Supplied text:
===============
We saw in chapter 3 that the physical form of the monetary commodity makes no difference. It can be in nonmonetary use as jewelry, in the form of bars of bullion, or in the form of coins. On the free market, transforming gold from one shape to another would be a business like any other business, charging a market price for its service and earning a pure interest return in the ERE. Since gold begins as bullion and ends as coin, it would seem that the latter would command a small premium over the equivalent weight of the former, the bullion often being a capital good for coin. Sometimes, however, coins are remelted back into bullion for larger transactions, so that a premium for coin over bullion is not a certainty. If, as generally happens, minting coins costs more than melting, coins will command the equivalent premium over bullion. This premium is called brassage.
It is impossible for economics to predict the details of the structure of any market. The market for privately issued gold bars or coins might develop as homogeneous, like the market for wheat, or the coins might be stamped and branded by the coinmakers to certify to the quality of their product. Probably the public would buy only branded coins to ensure accurate quality.
One argument against permitting free private coinage is that compulsory standardization of the denominations of coins is more convenient than the diversity of coins that would ensue under a free system. But if the market finds it more convenient, private mints will be led by consumer demand to mint certain standard denominations. On the other hand, if greater variety is preferred, consumers will demand and obtain a more varied number of coins.[29]
B. Claims to Money: The Money Warehouse
Chapter 2 described the difference between “claims to present goods” and “claims to future goods.” The same analysis applies to money as to barter. A claim to future money is a bill of exchange—an evidence of a credit transaction. The holder of the bill—the creditor—redeems it at the date of redemption in exchange for money paid by the debtor. A claim to present money, however, is a completely different good. It is not the evidence of an uncompleted transaction, an exchange of a present for a future good, as is the bill; it is a simple evidence of ownership of a present good. It is not uncompleted, or an exchange on the time market. Therefore, to present this evidence for redemption is not the completion of a transaction or equivalent to a creditor’s calling his loan; it is a simple repossessing of a man’s own good. In chapter 2 we gave as examples of a claim to present goods warehouse receipts and shares of stock. Shares of stock, however, cannot be redeemed in parts of a company’s fixed assets because of the rules of ownership that the companies themselves set up in their co-operative venture. Furthermore, there is no guarantee that such assets will have a fixed money value. We shall therefore confine ourselves to warehouse receipts, which are also more relevant to the supply of money.
When a man deposits goods at a warehouse, he is given a receipt and pays the owner of the warehouse a certain sum for the service of storage. He still retains ownership of the property; the owner of the warehouse is simply guarding it for him. When the warehouse receipt is presented, the owner is obligated to restore the good deposited. A warehouse specializing in money is known as a “bank.”
Claims to goods are often treated on the market as equivalent to the goods themselves. If no fraud or theft is suspected, then evidence of ownership of a good in a warehouse is considered as equivalent to the good itself. In many cases, individuals will find it advantageous to exchange the claims or evidences—the goods-substitutes—rather than the goods themselves. Paper is more convenient to transfer from person to person, and the expense of moving the goods is eliminated. When Jones sells Smith his wheat, therefore, instead of moving the wheat from one place to another, they may well agree simply to transfer the warehouse receipt itself from Jones to Smith. The goods remain in the same warehouse until Smith needs them or until the receipt is transferred to someone else. Of course, Smith may prefer, for one reason or another, to keep the goods in his own warehouse, in which case they are moved from one to the other.
===============
What is required: Pick up the passage on private coinage and money warehouses after its last sentence and continue it. The material after this is from a separate source.
===============
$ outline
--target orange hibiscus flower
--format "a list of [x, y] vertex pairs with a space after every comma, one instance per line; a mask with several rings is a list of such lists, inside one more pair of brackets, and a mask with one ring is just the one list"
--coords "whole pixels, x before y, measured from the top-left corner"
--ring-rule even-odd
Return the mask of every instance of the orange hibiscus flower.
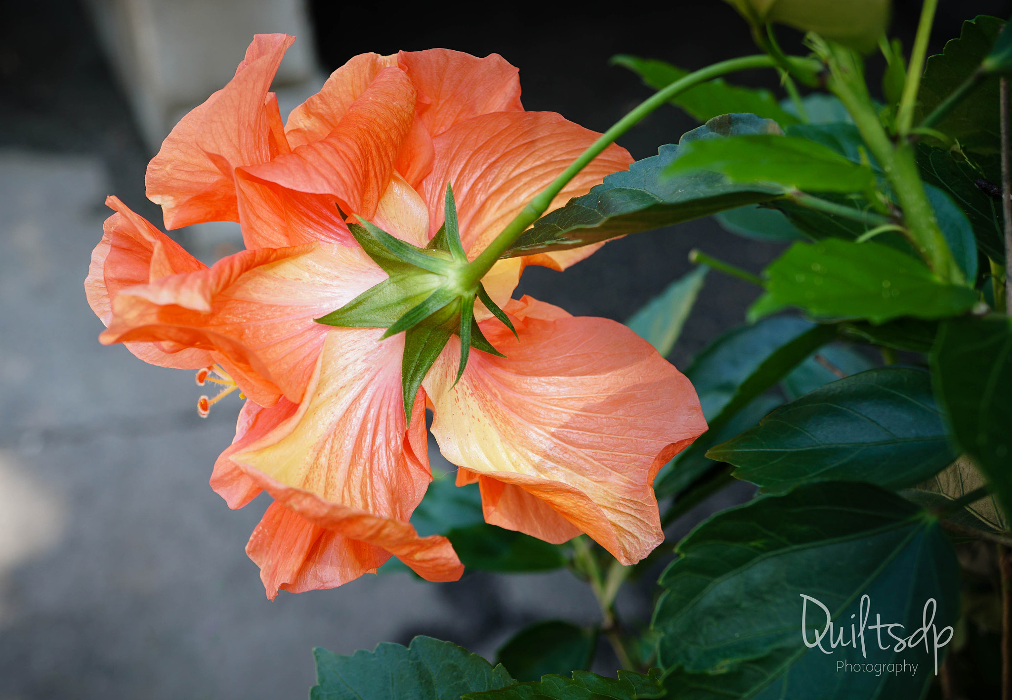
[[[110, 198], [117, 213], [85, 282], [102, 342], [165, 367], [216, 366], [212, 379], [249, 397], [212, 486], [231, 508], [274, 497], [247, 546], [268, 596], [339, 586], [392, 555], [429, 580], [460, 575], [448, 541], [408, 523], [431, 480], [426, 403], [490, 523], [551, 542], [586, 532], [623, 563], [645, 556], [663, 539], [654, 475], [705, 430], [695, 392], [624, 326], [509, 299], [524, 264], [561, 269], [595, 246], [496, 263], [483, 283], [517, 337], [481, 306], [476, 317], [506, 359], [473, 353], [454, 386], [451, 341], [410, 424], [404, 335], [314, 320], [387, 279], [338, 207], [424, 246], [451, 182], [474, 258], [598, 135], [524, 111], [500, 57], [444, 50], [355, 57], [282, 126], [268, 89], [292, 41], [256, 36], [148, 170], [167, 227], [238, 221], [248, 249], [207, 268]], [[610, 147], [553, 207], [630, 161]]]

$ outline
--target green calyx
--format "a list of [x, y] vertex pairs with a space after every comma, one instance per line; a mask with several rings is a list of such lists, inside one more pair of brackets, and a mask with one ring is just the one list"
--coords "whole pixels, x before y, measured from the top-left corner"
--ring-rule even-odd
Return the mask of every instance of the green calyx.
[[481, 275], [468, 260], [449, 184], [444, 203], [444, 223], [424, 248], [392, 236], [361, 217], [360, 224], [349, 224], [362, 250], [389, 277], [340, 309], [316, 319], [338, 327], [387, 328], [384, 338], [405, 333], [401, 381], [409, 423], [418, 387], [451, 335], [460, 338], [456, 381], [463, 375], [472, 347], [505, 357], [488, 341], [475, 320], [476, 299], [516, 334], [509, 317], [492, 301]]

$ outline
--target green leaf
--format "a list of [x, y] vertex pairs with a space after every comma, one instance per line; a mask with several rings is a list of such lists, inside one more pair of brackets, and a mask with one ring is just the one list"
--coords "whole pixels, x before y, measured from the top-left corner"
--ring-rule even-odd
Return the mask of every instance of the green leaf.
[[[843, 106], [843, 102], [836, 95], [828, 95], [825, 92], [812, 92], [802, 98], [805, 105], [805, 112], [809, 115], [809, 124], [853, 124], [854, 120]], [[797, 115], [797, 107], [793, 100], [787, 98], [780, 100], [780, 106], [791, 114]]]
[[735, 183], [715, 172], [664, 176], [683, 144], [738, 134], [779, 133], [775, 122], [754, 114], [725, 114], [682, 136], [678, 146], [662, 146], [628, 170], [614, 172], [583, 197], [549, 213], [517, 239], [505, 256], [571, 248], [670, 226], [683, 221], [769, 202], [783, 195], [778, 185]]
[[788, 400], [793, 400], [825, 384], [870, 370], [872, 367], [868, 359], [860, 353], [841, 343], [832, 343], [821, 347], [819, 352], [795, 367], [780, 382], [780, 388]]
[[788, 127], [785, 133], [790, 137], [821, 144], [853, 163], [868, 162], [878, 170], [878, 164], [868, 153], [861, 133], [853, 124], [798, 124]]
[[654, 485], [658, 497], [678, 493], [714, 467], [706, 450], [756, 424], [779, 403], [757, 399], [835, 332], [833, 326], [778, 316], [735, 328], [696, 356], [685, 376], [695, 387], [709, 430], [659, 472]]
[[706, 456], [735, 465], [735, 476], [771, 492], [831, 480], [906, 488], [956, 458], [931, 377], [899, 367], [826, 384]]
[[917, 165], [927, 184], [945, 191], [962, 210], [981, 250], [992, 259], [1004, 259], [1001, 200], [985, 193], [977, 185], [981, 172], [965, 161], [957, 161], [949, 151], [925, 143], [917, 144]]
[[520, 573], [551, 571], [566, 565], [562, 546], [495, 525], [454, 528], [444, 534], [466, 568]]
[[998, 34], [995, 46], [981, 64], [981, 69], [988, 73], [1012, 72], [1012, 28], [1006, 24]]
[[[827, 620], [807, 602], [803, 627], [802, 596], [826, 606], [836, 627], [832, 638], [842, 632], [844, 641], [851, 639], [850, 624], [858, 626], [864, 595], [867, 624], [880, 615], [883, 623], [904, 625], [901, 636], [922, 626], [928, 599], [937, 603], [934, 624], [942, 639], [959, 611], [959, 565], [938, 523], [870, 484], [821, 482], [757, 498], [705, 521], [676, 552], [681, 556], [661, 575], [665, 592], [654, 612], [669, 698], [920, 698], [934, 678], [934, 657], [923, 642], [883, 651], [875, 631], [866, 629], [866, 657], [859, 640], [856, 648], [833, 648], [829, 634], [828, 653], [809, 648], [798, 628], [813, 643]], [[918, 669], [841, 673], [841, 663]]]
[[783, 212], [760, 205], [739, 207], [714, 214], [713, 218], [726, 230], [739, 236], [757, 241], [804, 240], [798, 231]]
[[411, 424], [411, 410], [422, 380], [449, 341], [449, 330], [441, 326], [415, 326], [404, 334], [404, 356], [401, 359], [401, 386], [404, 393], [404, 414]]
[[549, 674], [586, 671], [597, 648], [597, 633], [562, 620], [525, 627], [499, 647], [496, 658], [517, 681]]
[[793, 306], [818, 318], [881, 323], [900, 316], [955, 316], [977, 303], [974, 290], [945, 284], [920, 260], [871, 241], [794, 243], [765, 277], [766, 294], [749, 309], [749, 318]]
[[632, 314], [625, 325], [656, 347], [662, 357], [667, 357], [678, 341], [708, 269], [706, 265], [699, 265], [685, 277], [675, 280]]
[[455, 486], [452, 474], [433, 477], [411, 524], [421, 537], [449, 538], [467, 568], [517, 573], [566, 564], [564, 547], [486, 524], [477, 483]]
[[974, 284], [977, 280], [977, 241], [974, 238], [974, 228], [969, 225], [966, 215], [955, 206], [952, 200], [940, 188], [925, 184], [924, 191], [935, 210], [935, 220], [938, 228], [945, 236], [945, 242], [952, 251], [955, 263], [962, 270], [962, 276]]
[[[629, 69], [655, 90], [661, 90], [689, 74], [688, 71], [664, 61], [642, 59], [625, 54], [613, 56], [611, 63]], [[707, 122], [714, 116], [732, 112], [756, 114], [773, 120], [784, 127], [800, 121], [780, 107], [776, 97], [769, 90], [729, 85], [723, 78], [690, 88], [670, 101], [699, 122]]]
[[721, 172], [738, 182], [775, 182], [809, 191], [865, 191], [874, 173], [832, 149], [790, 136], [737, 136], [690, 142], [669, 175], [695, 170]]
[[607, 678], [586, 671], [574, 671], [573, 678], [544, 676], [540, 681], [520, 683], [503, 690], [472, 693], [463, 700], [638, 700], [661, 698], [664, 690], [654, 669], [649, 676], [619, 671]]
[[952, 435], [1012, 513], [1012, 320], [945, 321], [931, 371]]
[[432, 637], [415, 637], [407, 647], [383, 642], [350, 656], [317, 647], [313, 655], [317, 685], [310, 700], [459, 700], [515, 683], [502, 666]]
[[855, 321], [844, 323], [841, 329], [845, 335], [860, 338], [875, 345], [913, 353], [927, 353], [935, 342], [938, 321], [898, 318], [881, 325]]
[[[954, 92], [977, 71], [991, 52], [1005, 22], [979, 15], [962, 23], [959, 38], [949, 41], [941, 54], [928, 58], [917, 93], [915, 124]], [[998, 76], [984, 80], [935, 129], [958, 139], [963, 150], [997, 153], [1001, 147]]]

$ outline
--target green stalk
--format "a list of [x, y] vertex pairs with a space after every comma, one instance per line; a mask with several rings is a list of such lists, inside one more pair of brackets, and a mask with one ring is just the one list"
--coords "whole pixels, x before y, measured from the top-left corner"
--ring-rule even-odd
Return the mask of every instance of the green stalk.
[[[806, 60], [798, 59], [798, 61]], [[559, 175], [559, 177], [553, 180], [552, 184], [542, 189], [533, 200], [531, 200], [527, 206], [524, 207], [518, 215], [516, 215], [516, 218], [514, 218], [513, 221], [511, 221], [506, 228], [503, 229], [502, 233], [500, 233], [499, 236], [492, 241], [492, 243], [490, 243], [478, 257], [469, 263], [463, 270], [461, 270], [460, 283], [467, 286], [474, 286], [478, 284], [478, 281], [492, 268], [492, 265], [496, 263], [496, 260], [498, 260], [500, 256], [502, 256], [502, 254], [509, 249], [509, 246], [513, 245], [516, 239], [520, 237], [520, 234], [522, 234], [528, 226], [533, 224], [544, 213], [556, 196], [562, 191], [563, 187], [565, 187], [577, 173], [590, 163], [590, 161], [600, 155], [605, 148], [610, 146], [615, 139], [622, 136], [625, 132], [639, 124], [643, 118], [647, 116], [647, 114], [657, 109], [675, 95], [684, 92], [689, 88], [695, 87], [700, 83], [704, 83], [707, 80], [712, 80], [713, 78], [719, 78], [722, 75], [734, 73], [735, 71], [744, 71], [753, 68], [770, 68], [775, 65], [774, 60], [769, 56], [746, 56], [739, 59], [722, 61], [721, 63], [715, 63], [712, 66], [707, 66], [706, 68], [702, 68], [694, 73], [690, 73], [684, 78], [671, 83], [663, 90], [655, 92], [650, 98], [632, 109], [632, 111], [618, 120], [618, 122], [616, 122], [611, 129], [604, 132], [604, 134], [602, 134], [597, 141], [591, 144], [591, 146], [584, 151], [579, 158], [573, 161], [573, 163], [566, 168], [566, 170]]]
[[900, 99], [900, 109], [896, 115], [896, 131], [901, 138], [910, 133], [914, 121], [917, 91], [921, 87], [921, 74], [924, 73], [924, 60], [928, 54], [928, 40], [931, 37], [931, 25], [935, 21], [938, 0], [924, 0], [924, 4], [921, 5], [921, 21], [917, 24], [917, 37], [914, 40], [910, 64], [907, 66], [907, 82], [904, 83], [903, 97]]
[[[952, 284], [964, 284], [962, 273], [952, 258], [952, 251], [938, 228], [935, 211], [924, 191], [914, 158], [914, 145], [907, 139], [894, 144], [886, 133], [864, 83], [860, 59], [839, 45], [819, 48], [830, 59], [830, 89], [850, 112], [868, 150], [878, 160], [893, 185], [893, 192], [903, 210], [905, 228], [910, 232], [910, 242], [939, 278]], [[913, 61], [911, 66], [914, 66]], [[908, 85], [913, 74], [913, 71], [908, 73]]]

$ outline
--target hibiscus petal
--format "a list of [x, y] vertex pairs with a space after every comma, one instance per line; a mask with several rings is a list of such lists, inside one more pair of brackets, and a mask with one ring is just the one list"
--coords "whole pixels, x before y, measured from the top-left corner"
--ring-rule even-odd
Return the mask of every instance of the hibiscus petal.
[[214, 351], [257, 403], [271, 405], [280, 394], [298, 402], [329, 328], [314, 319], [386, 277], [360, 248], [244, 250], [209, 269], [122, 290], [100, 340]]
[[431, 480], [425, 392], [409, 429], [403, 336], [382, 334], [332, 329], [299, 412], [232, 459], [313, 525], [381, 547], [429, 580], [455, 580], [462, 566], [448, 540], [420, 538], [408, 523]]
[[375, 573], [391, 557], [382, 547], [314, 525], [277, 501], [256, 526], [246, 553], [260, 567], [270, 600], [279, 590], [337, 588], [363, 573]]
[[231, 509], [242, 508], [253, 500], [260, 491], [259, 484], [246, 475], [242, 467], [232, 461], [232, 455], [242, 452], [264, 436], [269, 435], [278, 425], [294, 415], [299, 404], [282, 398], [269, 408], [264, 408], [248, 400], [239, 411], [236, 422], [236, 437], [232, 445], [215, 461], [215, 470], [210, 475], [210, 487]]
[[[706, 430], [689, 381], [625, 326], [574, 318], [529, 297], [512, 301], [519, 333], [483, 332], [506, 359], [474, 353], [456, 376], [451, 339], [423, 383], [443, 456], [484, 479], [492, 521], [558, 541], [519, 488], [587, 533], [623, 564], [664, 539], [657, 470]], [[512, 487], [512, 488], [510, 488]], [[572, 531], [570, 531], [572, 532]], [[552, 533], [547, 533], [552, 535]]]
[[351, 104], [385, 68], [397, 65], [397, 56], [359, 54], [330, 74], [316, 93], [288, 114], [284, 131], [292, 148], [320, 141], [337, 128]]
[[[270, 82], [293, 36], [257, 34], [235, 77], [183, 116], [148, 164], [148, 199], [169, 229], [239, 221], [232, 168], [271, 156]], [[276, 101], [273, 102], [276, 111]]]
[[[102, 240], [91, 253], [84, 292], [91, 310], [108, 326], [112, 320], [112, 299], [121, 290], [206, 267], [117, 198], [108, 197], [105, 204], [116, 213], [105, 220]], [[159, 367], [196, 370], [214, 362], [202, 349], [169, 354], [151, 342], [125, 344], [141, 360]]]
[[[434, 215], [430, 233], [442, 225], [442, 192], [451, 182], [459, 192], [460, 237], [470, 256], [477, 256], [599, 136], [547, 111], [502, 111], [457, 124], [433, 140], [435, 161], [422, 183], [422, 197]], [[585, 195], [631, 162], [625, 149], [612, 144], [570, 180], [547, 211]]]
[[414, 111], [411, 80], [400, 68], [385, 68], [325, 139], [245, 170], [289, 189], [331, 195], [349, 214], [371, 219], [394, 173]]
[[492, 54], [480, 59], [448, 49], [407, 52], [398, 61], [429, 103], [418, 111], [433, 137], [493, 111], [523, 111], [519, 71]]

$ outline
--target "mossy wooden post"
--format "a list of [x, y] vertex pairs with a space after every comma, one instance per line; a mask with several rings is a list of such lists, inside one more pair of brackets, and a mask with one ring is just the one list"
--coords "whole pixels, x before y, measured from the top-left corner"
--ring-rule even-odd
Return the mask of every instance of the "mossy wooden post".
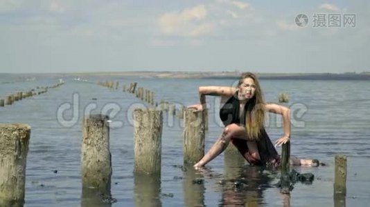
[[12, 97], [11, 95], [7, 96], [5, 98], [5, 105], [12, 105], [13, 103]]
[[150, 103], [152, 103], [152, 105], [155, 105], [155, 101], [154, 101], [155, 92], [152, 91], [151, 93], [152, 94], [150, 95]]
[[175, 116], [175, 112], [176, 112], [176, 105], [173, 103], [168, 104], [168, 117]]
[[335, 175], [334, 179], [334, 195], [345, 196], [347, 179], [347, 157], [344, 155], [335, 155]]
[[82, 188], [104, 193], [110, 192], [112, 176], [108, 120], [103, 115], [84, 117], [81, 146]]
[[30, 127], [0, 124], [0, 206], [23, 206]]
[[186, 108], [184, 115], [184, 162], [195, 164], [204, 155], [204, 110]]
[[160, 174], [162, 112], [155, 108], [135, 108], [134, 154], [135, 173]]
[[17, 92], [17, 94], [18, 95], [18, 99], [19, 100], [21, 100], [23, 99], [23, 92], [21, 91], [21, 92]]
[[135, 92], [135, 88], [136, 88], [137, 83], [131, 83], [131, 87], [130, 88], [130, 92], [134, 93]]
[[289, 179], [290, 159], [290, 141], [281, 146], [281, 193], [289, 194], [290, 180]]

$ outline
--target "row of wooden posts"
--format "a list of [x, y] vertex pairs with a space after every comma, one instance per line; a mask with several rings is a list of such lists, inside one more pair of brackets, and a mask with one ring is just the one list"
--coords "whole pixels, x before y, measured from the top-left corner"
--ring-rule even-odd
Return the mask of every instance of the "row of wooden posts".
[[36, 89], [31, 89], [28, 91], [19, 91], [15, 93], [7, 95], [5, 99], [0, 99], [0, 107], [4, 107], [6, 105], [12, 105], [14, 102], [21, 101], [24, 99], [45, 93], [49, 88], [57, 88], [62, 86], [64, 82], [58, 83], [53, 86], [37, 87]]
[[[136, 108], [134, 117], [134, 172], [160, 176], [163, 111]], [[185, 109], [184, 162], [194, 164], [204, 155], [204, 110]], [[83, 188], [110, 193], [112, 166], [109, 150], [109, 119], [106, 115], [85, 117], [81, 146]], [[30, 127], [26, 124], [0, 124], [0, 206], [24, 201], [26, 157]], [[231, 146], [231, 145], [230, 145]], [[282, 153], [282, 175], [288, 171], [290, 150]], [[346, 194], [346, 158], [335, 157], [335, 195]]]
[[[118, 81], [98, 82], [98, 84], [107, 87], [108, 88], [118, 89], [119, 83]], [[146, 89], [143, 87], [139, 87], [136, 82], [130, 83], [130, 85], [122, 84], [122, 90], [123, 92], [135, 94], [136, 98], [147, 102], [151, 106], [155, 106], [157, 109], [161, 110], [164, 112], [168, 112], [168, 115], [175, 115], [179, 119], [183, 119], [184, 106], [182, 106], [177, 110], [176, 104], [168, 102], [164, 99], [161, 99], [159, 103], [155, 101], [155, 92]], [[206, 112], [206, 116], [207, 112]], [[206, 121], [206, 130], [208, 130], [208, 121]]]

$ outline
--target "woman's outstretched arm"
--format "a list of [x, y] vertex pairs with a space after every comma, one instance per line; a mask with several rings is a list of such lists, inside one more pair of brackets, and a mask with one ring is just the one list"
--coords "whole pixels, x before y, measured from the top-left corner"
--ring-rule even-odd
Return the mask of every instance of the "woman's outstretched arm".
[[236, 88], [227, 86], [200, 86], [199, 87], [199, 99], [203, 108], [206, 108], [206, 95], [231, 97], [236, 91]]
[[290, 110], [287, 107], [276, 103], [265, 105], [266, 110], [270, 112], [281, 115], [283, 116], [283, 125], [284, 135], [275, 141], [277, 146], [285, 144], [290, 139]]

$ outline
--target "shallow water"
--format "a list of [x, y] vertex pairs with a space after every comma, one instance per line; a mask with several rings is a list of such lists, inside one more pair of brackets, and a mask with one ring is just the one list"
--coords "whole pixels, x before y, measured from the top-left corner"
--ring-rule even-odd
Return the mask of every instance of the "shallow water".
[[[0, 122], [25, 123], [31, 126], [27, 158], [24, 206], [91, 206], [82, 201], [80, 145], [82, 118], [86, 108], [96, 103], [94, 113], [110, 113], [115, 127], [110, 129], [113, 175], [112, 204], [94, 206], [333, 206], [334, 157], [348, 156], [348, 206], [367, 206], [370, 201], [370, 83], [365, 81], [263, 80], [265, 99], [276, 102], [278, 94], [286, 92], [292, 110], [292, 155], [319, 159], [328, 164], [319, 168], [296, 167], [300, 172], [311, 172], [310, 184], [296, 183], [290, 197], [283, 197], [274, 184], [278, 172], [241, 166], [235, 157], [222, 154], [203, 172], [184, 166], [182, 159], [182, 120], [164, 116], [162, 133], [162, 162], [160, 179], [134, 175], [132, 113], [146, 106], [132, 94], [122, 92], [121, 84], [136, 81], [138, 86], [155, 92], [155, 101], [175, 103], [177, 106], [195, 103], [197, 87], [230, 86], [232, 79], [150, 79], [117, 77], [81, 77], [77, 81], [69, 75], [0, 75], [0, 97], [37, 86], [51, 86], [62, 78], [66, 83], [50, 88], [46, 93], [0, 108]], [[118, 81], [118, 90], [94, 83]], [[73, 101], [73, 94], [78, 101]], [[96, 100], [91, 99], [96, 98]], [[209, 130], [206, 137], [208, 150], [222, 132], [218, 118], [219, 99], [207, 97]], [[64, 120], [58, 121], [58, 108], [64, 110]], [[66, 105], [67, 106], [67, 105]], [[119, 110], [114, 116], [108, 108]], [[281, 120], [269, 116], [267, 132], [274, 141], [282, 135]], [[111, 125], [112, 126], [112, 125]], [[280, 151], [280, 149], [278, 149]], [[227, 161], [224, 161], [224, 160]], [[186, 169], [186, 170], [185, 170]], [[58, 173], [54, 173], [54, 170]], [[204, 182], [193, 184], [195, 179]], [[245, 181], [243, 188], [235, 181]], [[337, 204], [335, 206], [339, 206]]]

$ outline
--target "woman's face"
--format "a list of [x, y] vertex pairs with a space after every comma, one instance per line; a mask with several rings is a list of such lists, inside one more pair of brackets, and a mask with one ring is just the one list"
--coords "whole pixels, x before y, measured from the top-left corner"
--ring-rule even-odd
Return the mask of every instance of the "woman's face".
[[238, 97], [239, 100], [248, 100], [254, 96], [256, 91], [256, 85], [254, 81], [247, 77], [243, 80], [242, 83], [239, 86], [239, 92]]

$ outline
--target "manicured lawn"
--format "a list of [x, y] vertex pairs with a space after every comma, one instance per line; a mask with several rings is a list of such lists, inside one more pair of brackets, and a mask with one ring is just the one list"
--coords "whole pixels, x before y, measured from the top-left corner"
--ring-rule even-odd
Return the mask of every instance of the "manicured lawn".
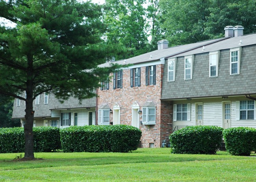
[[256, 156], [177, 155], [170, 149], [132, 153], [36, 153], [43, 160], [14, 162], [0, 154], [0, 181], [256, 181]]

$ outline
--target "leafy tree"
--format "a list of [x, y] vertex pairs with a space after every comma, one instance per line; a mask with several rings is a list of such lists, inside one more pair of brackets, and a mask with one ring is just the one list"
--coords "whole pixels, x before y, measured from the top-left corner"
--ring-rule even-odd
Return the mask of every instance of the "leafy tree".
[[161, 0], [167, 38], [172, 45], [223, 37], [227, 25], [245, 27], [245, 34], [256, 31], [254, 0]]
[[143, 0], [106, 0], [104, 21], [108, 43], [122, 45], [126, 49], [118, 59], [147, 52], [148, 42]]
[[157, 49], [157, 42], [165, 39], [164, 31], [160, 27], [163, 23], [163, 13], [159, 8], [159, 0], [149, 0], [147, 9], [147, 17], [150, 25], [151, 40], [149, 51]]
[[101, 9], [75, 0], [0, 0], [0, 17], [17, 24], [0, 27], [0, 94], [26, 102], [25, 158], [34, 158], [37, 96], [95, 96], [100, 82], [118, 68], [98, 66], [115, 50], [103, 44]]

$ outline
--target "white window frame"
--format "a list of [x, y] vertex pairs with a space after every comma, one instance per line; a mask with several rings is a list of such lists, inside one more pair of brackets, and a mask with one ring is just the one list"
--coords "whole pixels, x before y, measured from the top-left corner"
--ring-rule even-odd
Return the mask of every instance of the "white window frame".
===============
Expected output:
Let us take the case of a warehouse owned by the Trustee Warehouse Company. It holds various goods in its vaults for safekeeping. Suppose that this company has developed a reputation for being very reliable and theft-free. Consequently, people tend to leave their goods in the Trustee Warehouse for a considerable length of time and, in the case of goods that they do not use frequently, will even tend to transfer the goods-certificates (the warehouse receipts, or evidences of ownership of the goods) and not redeem the goods themselves. Thus, the goods-certificates act as goods-substitutes in exchange. Suppose that the Trustee Company sees this happening. It realizes that a good opportunity for fraud presents itself. It can take the depositors’ goods, the goods that it holds for safekeeping, and lend them out to people on the market. It can earn interest on these loans, and as long as only a small percentage of depositors ask to redeem their certificates at any one time, no one is the wiser. Or, alternatively, it can issue pseudo warehouse receipts for goods that are not there and lend these on the market. This is the more subtle practice. The pseudo receipts will be exchanged on the market on the same basis as the true receipts, since there is no indication on their face whether they are legitimate or not.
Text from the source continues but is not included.